[Region annotation entries]
--- start ---

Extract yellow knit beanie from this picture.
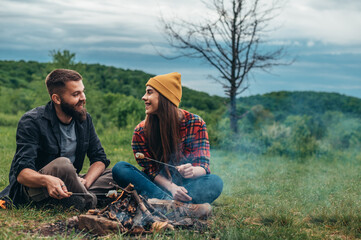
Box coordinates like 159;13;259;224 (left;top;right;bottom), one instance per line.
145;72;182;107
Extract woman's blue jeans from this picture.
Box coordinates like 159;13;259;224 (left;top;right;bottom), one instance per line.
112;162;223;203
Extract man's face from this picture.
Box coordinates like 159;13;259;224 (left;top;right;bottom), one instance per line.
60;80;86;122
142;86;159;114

--- end ---
--- start ---

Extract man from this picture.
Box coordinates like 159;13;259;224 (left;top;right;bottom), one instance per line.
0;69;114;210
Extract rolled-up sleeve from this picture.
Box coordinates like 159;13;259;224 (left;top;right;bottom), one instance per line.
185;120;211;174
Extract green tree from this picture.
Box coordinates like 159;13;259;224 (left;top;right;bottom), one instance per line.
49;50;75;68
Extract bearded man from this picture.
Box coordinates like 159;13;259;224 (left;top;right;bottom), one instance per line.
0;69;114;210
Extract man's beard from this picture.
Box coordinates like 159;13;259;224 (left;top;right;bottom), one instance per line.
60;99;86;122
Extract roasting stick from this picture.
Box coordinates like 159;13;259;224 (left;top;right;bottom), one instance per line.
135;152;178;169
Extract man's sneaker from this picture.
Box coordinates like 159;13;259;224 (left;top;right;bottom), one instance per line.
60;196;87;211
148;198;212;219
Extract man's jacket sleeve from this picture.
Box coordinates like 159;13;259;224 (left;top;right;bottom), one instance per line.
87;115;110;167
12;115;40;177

--- end ---

> TASK OBJECTIVE: Lay out the data lines between the one containing "Extract yellow knit beanie from this picture." and the one containing "142;86;159;114", inclusive, as a numbered list. Skip blank lines and leave the pictures out.

> SOLUTION FOR THIS PROBLEM:
1. Extract yellow knit beanie from this picture.
2. Box coordinates like 159;13;259;224 (left;top;right;bottom), one instance per line.
3. 145;72;182;107
4. Extract woman's blue jeans from this picture.
5. Box coordinates like 159;13;259;224 (left;top;right;bottom), one instance per line.
6. 112;162;223;203
7. Extract man's face from this picture.
8. Box coordinates like 159;13;259;224 (left;top;right;bottom), one instance per line.
9. 60;80;86;122
10. 142;86;159;114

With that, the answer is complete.